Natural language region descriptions
▶
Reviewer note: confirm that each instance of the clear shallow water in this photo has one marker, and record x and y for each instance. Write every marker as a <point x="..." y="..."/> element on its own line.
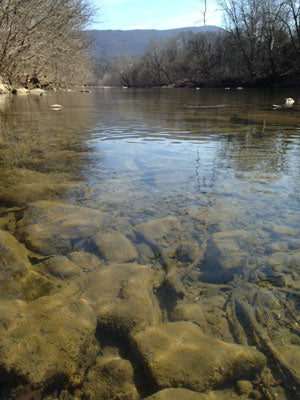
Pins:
<point x="200" y="186"/>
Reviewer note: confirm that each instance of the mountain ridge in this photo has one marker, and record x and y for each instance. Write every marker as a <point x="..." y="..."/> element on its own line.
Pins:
<point x="115" y="43"/>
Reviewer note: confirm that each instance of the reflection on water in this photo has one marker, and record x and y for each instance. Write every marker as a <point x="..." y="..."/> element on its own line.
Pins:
<point x="144" y="234"/>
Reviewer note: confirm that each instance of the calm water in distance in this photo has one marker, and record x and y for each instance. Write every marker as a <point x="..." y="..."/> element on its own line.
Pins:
<point x="220" y="169"/>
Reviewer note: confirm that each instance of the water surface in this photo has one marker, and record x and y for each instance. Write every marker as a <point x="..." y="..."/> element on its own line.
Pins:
<point x="201" y="187"/>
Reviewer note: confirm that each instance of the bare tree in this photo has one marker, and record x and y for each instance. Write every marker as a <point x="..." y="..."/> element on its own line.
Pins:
<point x="35" y="35"/>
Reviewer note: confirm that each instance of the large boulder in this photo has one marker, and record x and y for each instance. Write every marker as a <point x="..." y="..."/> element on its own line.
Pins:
<point x="52" y="227"/>
<point x="115" y="247"/>
<point x="110" y="378"/>
<point x="179" y="355"/>
<point x="226" y="253"/>
<point x="14" y="264"/>
<point x="123" y="298"/>
<point x="44" y="339"/>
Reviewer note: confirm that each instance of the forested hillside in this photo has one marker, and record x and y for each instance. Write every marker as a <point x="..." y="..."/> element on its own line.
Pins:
<point x="42" y="42"/>
<point x="115" y="43"/>
<point x="260" y="45"/>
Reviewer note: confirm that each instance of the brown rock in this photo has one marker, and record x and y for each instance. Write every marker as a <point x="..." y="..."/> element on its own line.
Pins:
<point x="179" y="355"/>
<point x="51" y="227"/>
<point x="123" y="298"/>
<point x="115" y="247"/>
<point x="62" y="267"/>
<point x="45" y="338"/>
<point x="111" y="378"/>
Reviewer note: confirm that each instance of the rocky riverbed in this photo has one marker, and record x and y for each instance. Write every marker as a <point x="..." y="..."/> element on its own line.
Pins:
<point x="127" y="276"/>
<point x="94" y="306"/>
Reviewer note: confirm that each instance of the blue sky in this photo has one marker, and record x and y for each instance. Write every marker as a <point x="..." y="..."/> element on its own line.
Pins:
<point x="153" y="14"/>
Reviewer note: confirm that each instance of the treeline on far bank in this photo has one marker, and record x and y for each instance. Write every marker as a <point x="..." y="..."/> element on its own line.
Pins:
<point x="42" y="42"/>
<point x="260" y="45"/>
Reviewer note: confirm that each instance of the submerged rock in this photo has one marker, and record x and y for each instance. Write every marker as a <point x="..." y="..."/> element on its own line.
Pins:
<point x="15" y="266"/>
<point x="122" y="296"/>
<point x="44" y="339"/>
<point x="115" y="247"/>
<point x="179" y="355"/>
<point x="23" y="194"/>
<point x="110" y="378"/>
<point x="61" y="267"/>
<point x="52" y="227"/>
<point x="227" y="252"/>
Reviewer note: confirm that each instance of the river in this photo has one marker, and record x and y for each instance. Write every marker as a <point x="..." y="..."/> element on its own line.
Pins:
<point x="149" y="245"/>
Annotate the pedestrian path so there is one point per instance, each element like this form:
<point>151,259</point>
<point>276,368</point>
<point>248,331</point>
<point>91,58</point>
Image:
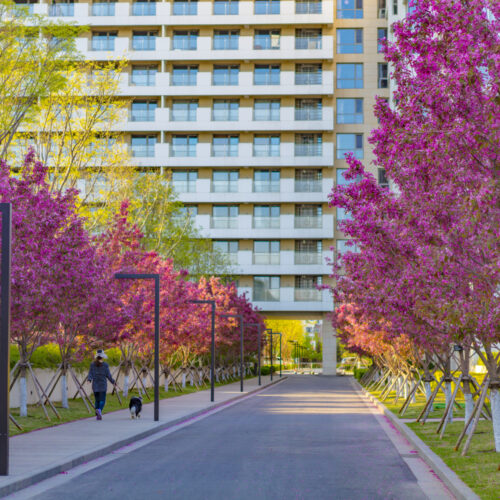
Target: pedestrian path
<point>36,455</point>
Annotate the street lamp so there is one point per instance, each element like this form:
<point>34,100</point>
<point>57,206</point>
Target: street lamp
<point>6,211</point>
<point>258,325</point>
<point>156,278</point>
<point>240,317</point>
<point>212,346</point>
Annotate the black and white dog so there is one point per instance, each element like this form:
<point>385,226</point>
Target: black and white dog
<point>135,407</point>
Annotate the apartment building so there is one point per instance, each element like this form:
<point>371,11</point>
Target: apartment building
<point>250,107</point>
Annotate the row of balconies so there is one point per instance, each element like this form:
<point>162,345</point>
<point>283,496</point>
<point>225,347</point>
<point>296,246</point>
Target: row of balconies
<point>193,14</point>
<point>287,226</point>
<point>161,48</point>
<point>251,191</point>
<point>289,119</point>
<point>202,84</point>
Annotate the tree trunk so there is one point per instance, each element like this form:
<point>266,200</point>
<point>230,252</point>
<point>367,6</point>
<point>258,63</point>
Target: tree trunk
<point>495,410</point>
<point>64,391</point>
<point>23,394</point>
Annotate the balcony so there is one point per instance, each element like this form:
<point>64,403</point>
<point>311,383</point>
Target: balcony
<point>308,186</point>
<point>308,258</point>
<point>307,295</point>
<point>266,259</point>
<point>308,222</point>
<point>224,223</point>
<point>266,222</point>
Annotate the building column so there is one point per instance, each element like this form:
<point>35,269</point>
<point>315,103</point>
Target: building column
<point>329,340</point>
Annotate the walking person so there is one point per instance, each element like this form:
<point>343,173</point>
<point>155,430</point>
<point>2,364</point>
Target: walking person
<point>99,375</point>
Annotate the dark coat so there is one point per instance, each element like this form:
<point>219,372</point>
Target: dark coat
<point>98,375</point>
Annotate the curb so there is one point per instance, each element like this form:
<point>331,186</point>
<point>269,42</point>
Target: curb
<point>449,478</point>
<point>25,481</point>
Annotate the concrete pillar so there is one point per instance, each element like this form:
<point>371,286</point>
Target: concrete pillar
<point>329,340</point>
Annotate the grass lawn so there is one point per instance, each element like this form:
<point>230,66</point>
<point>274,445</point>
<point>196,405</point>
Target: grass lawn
<point>480,468</point>
<point>36,418</point>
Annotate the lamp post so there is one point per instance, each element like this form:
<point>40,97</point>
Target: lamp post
<point>212,346</point>
<point>6,211</point>
<point>258,325</point>
<point>156,278</point>
<point>240,317</point>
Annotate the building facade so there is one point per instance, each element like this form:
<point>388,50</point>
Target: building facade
<point>250,106</point>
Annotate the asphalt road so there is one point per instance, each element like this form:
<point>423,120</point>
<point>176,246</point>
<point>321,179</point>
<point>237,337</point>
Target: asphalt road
<point>309,437</point>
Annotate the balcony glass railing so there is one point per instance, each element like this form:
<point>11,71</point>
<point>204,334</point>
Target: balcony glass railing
<point>307,258</point>
<point>266,222</point>
<point>308,222</point>
<point>308,149</point>
<point>266,295</point>
<point>224,187</point>
<point>263,259</point>
<point>224,223</point>
<point>307,294</point>
<point>266,187</point>
<point>308,187</point>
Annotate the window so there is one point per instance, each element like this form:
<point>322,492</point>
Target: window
<point>266,288</point>
<point>143,111</point>
<point>266,109</point>
<point>143,146</point>
<point>266,74</point>
<point>226,39</point>
<point>104,40</point>
<point>225,110</point>
<point>227,248</point>
<point>266,145</point>
<point>308,38</point>
<point>185,8</point>
<point>62,9</point>
<point>383,80</point>
<point>308,74</point>
<point>266,181</point>
<point>225,181</point>
<point>266,40</point>
<point>225,216</point>
<point>350,41</point>
<point>381,35</point>
<point>308,109</point>
<point>266,252</point>
<point>184,75</point>
<point>143,75</point>
<point>306,288</point>
<point>382,178</point>
<point>225,145</point>
<point>349,143</point>
<point>267,6</point>
<point>349,110</point>
<point>144,8</point>
<point>308,216</point>
<point>106,8</point>
<point>308,252</point>
<point>308,145</point>
<point>266,216</point>
<point>225,74</point>
<point>308,180</point>
<point>184,181</point>
<point>226,7</point>
<point>144,40</point>
<point>308,6</point>
<point>349,76</point>
<point>185,40</point>
<point>349,9</point>
<point>184,110</point>
<point>183,145</point>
◀
▸ **Description of the task**: From the records above, reproduce exactly the lines from the one with "<point>176,246</point>" to the one with "<point>11,71</point>", both included, and no others.

▸ **Final answer**:
<point>176,246</point>
<point>321,179</point>
<point>237,337</point>
Target: asphalt road
<point>309,437</point>
Annotate the balcony glass railing so there is one point per instance, each element like this form:
<point>11,71</point>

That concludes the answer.